> **Instructions for the task**: In the listing below, find the line containing "Where can you find the tree" and the line containing "Where can you find the blonde". Repeat exactly those two lines and every line between them.

> **Extracted information**:
........
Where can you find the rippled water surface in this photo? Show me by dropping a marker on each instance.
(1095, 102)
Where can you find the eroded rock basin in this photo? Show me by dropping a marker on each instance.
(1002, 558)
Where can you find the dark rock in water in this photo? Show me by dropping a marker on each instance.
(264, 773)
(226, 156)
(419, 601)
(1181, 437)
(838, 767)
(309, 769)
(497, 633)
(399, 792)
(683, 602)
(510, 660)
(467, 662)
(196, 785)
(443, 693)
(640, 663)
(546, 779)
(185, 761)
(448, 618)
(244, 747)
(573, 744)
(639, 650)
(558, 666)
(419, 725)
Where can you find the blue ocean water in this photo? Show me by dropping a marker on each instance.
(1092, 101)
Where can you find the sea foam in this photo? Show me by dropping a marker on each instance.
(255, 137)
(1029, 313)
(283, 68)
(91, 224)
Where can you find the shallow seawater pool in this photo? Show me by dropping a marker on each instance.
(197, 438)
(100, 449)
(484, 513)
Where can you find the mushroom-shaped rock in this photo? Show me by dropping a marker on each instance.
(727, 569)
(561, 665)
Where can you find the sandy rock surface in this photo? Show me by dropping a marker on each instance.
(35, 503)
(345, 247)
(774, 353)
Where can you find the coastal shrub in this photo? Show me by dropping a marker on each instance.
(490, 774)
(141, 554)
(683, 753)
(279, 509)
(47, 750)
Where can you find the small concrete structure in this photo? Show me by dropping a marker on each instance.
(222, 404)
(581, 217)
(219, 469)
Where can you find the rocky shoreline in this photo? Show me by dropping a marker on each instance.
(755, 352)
........
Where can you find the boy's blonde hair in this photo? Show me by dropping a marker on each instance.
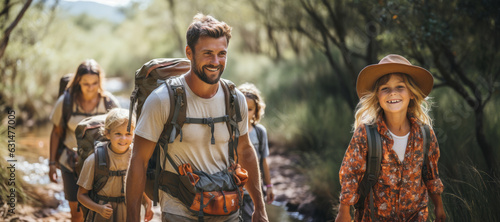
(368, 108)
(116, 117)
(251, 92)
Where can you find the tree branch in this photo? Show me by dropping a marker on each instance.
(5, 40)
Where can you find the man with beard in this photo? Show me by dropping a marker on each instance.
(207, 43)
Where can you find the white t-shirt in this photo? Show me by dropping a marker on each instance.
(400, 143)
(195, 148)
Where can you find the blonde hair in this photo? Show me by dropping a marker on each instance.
........
> **Exercise result**:
Where can you find the tree branch in this photo? Show me by dropping a marker on each instance.
(5, 40)
Where can you find the man with beard in this photo? Show me by dropping a marker on each instance.
(207, 43)
Where can you find the white t-shirt in this photo? Show me by dropping a marker on each instance.
(400, 143)
(195, 148)
Where can you find the blonde hair in this photo? Show me by dropping a marker on each instance.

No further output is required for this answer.